##### TEXTAUSZUG #####

Rezitationen aus der Bundestags-Geschäftsordnung

Die einen hämen, weil das Erste seit sieben Jahren nachmittags die Telenovela „Rote Rosen“ sendet und seit 15 Jahren dienstagabends „In aller Freundschaft“. Aber wenn sich in Deutschland denn so gar niemand finden würde, der davon Folge für Folge einschaltet, würde es „Rote Rosen“ schon seit sechs und „In aller Freundschaft“ seit 14 Jahren nicht mehr geben.

Der Bundestagspräsident Norbert Lammert klagt regelmäßig darüber, dass die Debatten des deutschen Parlamentes nur noch selten im Ersten oder Zweiten zu sehen sind. Gern zählt er bei solchen Gelegenheiten dann auf, dass stattdessen in der ARD „Sturm der Liebe“ und im ZDF „Volle Kanne mit Susanne“ zu sehen war. Welch ein Abgrund! Beifall von allen Rängen. Aber was macht Norbert Lammert eigentlich so zuversichtlich, dass eben jene Zuschauer, die „Sturm der Liebe“ goutieren, noch viel lieber ihm, Lammert, beim Rezitieren aus der Bundestags-Geschäftsordnung beiwohnen würden?

Vereint in der Klage

Und warum sind Lammert und die Kollegen von der „Welt“ so traut vereint im Glauben, jene Zuschauer, die Interesse an anspruchsvollen Debatten, Inszenierungen, Dokumentationen und Spielserien haben, seien unfähig, an ihren Fernsehgeräten die längst bestehenden öffentlich-rechtlichen Qualitätskanäle Arte, Phönix und 3Sat einzuschalten? Dort wird doch Tag um Tag das geboten, was sich vermutlich auch die geschätzten „Zeit“-Kollegen irgendwie unter „gutem“, also „anspruchsvollem“, ihre ganz persönlichen Gebühren rechtfertigendem Fernsehen vorstellen. Wobei man zugleich einfach mal mit einer gewissen demütigen Nüchternheit feststellen muss, dass summa summarum sehr viel weniger Menschen die Programme von Arte, Phönix und 3Sat nutzen als jene beiden Kanäle, die im vergangenen Jahr im Durchschnitt die höchsten Einschaltquoten erzielten, nämlich ZDF und ARD.

Machen wir uns nichts vor: Die meisten von uns sind sich herrlich einig im Klagen über das seichte Fernsehprogramm. Es gibt eine lustvolle Wut auf das ewig schlechte Programm. Wir suhlen uns geradezu in unserem gemeinschaftsstiftenden Lästern über die Abgründe des just gestern Abend wieder Erlittenen. Wobei seltsamerweise gerade die größten Lästerer die Objekte ihrer Abscheu noch im kleinsten Detail kennen. Weil vermutlich auch gestern Abend wieder irgendeine geheimnisvolle Macht sie daran gehindert hat, auf ein anderes Programm zu schalten oder den Stromkreis gleich ganz zu unterbrechen.

##### GEGEBENE DATENSÄTZE #####

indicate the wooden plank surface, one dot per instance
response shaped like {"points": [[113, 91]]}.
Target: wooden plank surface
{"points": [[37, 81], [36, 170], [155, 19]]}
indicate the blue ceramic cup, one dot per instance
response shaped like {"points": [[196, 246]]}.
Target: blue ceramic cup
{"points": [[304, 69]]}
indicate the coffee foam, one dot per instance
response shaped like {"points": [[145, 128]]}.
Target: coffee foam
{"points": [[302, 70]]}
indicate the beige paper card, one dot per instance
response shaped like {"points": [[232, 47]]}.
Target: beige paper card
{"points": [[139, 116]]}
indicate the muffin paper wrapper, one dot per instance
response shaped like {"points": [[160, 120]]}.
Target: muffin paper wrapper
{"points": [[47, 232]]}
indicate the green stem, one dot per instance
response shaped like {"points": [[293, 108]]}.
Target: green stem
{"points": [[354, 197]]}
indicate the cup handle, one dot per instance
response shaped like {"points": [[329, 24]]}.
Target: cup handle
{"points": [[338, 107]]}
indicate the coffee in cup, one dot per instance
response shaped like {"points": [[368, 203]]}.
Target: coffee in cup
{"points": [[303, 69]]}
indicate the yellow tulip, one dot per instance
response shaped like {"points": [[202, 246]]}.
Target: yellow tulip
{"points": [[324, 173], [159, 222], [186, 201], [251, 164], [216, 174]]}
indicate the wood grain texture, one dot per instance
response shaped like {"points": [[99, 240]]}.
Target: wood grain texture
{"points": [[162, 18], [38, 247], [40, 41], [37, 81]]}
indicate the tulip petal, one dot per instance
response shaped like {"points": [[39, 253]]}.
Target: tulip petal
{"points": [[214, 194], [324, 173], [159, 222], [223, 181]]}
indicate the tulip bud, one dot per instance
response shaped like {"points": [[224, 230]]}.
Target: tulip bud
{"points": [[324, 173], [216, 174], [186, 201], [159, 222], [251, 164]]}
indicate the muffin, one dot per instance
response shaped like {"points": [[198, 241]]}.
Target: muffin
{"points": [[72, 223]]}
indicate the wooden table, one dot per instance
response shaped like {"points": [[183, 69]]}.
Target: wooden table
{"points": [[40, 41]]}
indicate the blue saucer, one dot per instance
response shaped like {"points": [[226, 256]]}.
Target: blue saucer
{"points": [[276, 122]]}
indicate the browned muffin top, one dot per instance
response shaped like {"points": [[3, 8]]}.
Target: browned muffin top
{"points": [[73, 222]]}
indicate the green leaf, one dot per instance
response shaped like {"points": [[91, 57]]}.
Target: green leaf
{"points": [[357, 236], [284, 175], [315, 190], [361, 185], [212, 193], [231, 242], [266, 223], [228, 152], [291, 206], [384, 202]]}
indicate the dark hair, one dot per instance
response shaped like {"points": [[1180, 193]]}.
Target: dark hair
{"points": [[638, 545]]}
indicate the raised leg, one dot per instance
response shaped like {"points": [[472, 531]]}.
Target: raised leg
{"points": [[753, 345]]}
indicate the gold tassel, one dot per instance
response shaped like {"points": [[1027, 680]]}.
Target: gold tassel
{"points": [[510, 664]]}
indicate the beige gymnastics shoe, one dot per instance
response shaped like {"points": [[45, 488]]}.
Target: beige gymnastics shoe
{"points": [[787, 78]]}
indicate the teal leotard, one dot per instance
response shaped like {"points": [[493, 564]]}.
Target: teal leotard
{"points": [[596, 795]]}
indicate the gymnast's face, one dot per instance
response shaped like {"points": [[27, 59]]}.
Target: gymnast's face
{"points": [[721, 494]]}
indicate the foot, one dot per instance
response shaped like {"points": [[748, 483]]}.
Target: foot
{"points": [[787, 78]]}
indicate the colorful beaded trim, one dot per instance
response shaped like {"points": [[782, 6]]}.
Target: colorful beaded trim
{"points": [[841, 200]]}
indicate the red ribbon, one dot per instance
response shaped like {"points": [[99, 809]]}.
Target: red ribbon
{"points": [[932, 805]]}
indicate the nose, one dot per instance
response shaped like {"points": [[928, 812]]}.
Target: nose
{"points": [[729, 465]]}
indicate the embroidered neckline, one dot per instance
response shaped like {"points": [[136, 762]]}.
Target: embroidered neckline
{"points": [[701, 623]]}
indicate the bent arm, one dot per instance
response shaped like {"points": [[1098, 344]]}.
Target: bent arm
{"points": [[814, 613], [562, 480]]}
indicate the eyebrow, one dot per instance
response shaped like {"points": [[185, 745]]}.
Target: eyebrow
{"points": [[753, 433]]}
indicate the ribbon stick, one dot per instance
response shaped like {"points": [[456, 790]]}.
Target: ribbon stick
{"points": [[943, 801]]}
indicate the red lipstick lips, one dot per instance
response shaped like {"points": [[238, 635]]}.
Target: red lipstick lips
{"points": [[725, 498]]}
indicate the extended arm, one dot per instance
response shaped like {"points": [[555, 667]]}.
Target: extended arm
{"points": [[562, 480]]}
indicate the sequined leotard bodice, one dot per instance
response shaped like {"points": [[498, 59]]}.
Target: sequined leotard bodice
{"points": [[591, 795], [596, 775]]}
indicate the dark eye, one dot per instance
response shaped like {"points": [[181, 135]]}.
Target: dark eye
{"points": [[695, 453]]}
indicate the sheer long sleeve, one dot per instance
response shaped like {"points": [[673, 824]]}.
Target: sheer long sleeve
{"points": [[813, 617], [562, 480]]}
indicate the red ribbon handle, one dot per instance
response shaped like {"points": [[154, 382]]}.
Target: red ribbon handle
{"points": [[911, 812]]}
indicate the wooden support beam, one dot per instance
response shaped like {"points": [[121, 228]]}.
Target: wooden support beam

#####

AUFGABE 1:
Übertragen Sie aus dem Textauszug wortgetreu die Stelle von „Die einen hämen, weil“ bis „nicht mehr geben.“.
AUFGABE 2:
Beantworten Sie anhand des Textauszugs die folgenden Fragen.
(a) Seit wie vielen Jahren sendet das Erste nachmittags die Telenovela „Rote Rosen“?
(b) Welche Sendung war laut Lammerts Aufzählung im ZDF zu sehen?
(c) Welche beiden Kanäle erzielten im vergangenen Jahr im Durchschnitt die höchsten Einschaltquoten?

LÖSUNG 1:
Die einen hämen, weil das Erste seit sieben Jahren nachmittags die Telenovela „Rote Rosen“ sendet und seit 15 Jahren dienstagabends „In aller Freundschaft“. Aber wenn sich in Deutschland denn so gar niemand finden würde, der davon Folge für Folge einschaltet, würde es „Rote Rosen“ schon seit sechs und „In aller Freundschaft“ seit 14 Jahren nicht mehr geben.

LÖSUNG 2:
(a) Seit sieben Jahren.
(b) „Volle Kanne mit Susanne“.
(c) ZDF und ARD.